Earth Day 2020: NASA celebrates Earth day with timelapse of the planet

April 22 is Earth Day and is an annual celebration of the planet to help demonstrate support for environmental movements. NASA has got involved to celebrate the planet it spends most time trying to get away from by celebrating its achievements from space.

In 1968, the famous ‘Earthrise’ photo was taken from the Apollo 8 spacecraft, the first manned mission to the Moon. The crew entered lunar orbit on Christmas Eve.

That evening, the astronauts held a live broadcast, showing pictures of the Earth and moon as seen from their spacecraft.

A video released by NASA today shows how since that historic mission and subsequent photo, the space agency has made great strides in monitoring and protecting our planet.

The video shows how it has brought into the public’s eyes issues on the climate, atmosphere and land and ocean.

The space agency said: “It’s been five decades since Apollo 8 astronaut William Anders photographed Earth peaking over the Moon’s horizon.

“The iconic image, dubbed Earthrise, inspired a new appreciation of the fragility of our place in the universe. Two years later, Earth Day was born to honor our home planet.

“As the world prepares to commemorate the 50th anniversary of Earth Day, NASA reflects on how the continued growth of its fleet of Earth-observing satellites has sharpened our view of the planet’s climate, atmosphere, land, polar regions and oceans.”

Back on Earth, it may seem like there is not much to celebrate this time around with humanity struggling to come to grips with the coronavirus outbreak.

Even NASA has been affected, with the space agency having to put a halt to proceedings as the US, the country worst affected by coronavirus, comes to a standstill.

NASA has had to suspend work on its Moon mission in light of the pandemic, after an employee at the Stennis Space Center in New Orleans, where it is testing the SLS rockets which will eventually go to the Moon, came down with coronavirus.

NASA chief Jim Bridenstine said: “The change at Stennis was made due to the rising number of COVID-19 cases in the community around the centre, the number of self-isolation cases within our workforce there, and one confirmed case among our Stennis team.

“NASA will temporarily suspend production and testing of Space Launch System and Orion hardware.

“The NASA and contractors teams will complete an orderly shutdown that puts all hardware in a safe condition until work can resume.”

> **REQUIREMENT A**
Transcribe the stretch of the Earth Day article from "The video shows" through "the Moon’s horizon.".
> **REQUIREMENT B**
According to the NASA statement quoted in the Earth Day article, its Earth-observing satellites have sharpened our view of which aspects of the planet? List them all.

Dataset excerpts:

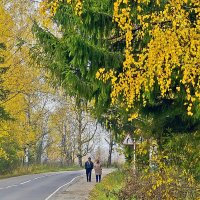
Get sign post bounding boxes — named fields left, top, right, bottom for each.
left=123, top=134, right=136, bottom=174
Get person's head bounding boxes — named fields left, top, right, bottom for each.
left=96, top=159, right=99, bottom=164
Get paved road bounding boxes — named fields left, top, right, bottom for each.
left=0, top=170, right=83, bottom=200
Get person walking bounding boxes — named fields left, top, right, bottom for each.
left=85, top=157, right=94, bottom=182
left=94, top=160, right=102, bottom=183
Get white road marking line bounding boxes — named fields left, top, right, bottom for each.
left=45, top=175, right=83, bottom=200
left=0, top=172, right=69, bottom=190
left=20, top=180, right=31, bottom=185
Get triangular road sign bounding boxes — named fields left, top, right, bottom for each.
left=123, top=134, right=133, bottom=145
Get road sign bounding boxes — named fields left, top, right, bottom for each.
left=123, top=134, right=134, bottom=145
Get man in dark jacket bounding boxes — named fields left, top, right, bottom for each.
left=85, top=157, right=94, bottom=182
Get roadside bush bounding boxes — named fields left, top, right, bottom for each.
left=118, top=166, right=200, bottom=200
left=89, top=170, right=125, bottom=200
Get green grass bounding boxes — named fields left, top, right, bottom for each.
left=89, top=171, right=125, bottom=200
left=0, top=165, right=82, bottom=179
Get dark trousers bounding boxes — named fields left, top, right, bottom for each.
left=96, top=175, right=101, bottom=182
left=86, top=169, right=92, bottom=182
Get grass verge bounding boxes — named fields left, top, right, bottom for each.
left=89, top=170, right=125, bottom=200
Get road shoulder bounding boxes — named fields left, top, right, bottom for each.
left=51, top=169, right=113, bottom=200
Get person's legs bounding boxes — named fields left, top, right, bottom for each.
left=99, top=175, right=101, bottom=182
left=88, top=170, right=92, bottom=182
left=96, top=175, right=99, bottom=182
left=99, top=175, right=101, bottom=182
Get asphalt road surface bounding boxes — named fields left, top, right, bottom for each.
left=0, top=170, right=83, bottom=200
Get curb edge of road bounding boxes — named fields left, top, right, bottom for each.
left=45, top=175, right=83, bottom=200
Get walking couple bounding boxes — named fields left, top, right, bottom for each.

> **EXERCISE RESPONSE A**
The video shows how it has brought into the public’s eyes issues on the climate, atmosphere and land and ocean.

The space agency said: “It’s been five decades since Apollo 8 astronaut William Anders photographed Earth peaking over the Moon’s horizon.

> **EXERCISE RESPONSE B**
- Climate
- Atmosphere
- Land
- Polar regions
- Oceans